--- start ---

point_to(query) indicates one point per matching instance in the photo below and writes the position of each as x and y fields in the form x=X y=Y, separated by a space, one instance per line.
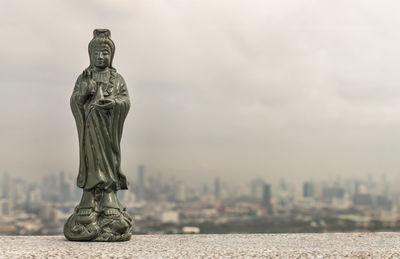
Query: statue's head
x=101 y=49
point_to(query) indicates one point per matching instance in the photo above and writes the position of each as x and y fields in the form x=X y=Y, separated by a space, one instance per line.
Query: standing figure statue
x=100 y=104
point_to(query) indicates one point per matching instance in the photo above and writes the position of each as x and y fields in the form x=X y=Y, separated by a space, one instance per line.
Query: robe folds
x=100 y=132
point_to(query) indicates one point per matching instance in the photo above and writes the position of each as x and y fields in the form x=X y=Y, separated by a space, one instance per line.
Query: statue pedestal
x=101 y=219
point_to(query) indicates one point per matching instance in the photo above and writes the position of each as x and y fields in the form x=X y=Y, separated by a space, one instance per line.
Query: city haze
x=235 y=89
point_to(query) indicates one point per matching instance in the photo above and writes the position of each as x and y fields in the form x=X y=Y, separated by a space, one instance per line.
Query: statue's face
x=102 y=56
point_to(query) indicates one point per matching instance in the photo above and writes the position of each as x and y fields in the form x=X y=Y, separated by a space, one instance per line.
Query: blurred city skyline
x=235 y=89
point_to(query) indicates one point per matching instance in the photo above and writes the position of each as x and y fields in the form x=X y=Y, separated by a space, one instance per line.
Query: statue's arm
x=122 y=94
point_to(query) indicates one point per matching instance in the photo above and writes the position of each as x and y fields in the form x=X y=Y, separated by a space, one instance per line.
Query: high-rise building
x=257 y=186
x=266 y=198
x=7 y=186
x=308 y=190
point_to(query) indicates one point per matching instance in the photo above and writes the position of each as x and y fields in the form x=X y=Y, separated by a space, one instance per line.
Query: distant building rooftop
x=327 y=245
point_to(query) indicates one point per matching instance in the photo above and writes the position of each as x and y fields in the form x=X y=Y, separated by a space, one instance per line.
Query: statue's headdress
x=100 y=37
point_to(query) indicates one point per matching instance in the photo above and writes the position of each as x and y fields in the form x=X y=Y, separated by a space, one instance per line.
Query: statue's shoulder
x=119 y=79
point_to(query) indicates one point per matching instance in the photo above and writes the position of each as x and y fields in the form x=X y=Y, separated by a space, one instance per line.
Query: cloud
x=268 y=88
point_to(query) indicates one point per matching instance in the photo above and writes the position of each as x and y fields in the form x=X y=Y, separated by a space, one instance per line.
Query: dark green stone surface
x=100 y=104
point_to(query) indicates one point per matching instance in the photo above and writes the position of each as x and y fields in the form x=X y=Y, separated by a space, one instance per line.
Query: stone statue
x=100 y=104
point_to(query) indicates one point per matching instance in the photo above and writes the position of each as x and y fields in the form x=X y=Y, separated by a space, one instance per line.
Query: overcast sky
x=237 y=89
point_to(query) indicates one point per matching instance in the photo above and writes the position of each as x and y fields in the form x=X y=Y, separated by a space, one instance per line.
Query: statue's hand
x=105 y=104
x=88 y=86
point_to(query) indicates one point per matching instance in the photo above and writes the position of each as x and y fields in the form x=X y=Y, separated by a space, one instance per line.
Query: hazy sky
x=238 y=89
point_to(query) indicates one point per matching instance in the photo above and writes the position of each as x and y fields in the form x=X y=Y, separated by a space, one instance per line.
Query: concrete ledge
x=327 y=245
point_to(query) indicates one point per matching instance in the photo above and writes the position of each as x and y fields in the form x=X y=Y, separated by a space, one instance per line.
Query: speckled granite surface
x=340 y=245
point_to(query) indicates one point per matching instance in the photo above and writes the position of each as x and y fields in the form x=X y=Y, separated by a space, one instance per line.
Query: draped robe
x=100 y=132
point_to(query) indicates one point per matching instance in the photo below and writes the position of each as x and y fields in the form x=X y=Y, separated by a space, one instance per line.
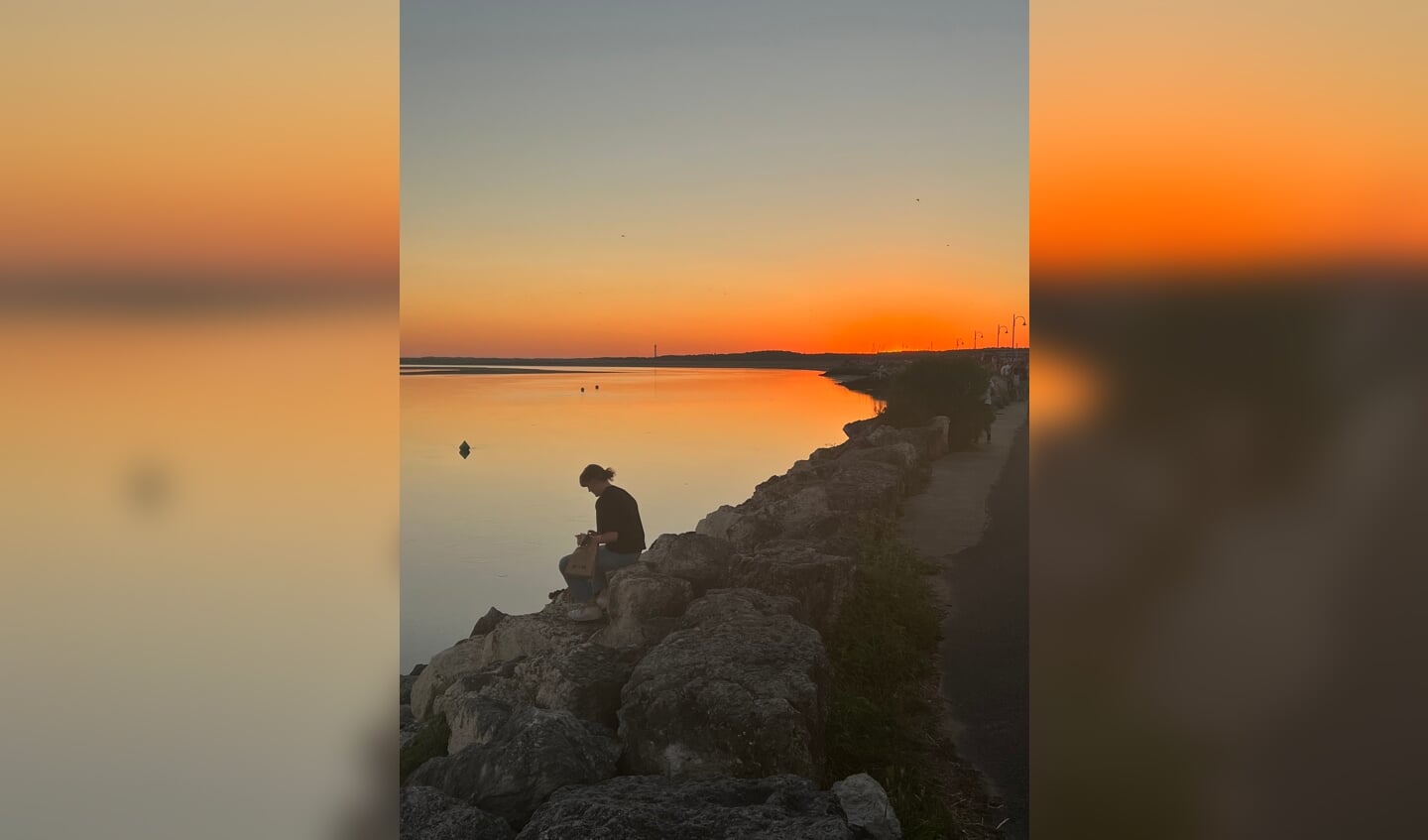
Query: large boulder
x=444 y=667
x=898 y=453
x=639 y=807
x=818 y=581
x=859 y=486
x=697 y=557
x=474 y=719
x=489 y=622
x=860 y=428
x=930 y=438
x=643 y=603
x=805 y=512
x=867 y=807
x=734 y=693
x=532 y=755
x=721 y=603
x=512 y=638
x=430 y=814
x=584 y=680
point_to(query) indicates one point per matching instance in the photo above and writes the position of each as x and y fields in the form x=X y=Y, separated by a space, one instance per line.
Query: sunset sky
x=1224 y=133
x=594 y=179
x=242 y=143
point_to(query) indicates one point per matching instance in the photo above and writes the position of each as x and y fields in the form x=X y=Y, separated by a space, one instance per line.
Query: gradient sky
x=1221 y=133
x=815 y=176
x=208 y=142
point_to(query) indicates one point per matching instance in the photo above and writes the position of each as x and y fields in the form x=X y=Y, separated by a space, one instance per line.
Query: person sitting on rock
x=619 y=535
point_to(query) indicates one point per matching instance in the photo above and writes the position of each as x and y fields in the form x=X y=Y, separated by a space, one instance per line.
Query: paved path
x=973 y=522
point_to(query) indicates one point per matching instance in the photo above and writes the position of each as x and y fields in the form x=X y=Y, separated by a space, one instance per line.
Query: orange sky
x=811 y=176
x=1227 y=133
x=242 y=139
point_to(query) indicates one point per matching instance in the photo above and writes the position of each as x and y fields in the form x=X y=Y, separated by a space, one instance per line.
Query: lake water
x=487 y=531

--- end ---

EXERCISE OBJECTIVE:
Output as a JSON list of strings everything from the start of the lines down to the line containing "x=101 y=219", both ends included, with one string per line and blank lines left out. Leave the pictures out of the answer.

OUTPUT:
[
  "point_to(query) indicates one point per matching instance in the photo below and writes the position of each as x and y fields in the form x=X y=Y, separated by a space, one instance per line.",
  "Query: statue's head",
  "x=101 y=49",
  "point_to(query) indicates one point per matching instance in the photo above and writes the position of each as x and y fields in the form x=X y=Y, separated by a space, one instance per line.",
  "Query: standing figure statue",
  "x=100 y=104",
  "point_to(query) indicates one point per matching instance in the photo above and writes the position of each as x and y fields in the form x=X y=Y, separated by a space, one instance per line.",
  "Query: robe folds",
  "x=100 y=132",
  "point_to(query) indicates one point per matching instance in the photo above and writes the position of each as x and y fields in the form x=X y=Y, separated by a space, one instance per line.",
  "Query: statue pedestal",
  "x=101 y=219"
]